▶ **MATERIALS PROVIDED**
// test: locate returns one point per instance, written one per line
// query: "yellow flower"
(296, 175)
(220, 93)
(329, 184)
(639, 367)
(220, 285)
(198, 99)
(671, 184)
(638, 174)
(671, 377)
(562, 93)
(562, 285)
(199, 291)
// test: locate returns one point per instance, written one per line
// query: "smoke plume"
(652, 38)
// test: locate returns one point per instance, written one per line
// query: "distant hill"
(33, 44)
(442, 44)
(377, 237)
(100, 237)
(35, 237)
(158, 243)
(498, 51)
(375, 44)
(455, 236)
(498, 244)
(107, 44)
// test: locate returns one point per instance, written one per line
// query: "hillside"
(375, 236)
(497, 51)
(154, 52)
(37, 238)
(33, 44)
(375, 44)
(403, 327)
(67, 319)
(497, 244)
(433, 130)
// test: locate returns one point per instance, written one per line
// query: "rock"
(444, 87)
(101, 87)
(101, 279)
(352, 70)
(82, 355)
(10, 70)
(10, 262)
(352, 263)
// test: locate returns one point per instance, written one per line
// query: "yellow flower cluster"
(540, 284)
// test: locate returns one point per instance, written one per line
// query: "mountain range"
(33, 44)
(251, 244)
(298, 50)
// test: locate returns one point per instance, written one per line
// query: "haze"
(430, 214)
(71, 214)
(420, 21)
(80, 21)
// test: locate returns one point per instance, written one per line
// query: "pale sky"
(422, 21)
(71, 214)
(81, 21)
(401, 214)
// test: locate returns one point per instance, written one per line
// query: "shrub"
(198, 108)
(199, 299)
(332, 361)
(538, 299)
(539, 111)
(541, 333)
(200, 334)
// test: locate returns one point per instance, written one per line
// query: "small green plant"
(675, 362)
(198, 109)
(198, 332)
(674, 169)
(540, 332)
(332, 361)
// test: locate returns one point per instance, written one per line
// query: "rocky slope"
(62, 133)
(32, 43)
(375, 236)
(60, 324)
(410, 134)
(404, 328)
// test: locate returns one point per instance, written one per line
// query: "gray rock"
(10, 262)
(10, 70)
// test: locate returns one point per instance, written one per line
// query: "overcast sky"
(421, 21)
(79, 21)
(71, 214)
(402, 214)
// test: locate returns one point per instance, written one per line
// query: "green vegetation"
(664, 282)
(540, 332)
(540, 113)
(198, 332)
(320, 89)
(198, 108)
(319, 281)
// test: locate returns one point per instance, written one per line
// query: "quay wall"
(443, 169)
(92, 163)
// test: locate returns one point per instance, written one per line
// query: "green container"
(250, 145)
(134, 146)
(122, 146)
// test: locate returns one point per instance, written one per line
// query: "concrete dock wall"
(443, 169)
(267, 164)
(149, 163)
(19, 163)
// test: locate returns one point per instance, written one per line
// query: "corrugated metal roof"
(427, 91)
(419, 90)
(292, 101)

▶ **AIM**
Write out each line of the material above that contains the word "flower".

▶ **SOLUTION TO THE EXERCISE**
// query: "yellow flower"
// query: "yellow flower cluster"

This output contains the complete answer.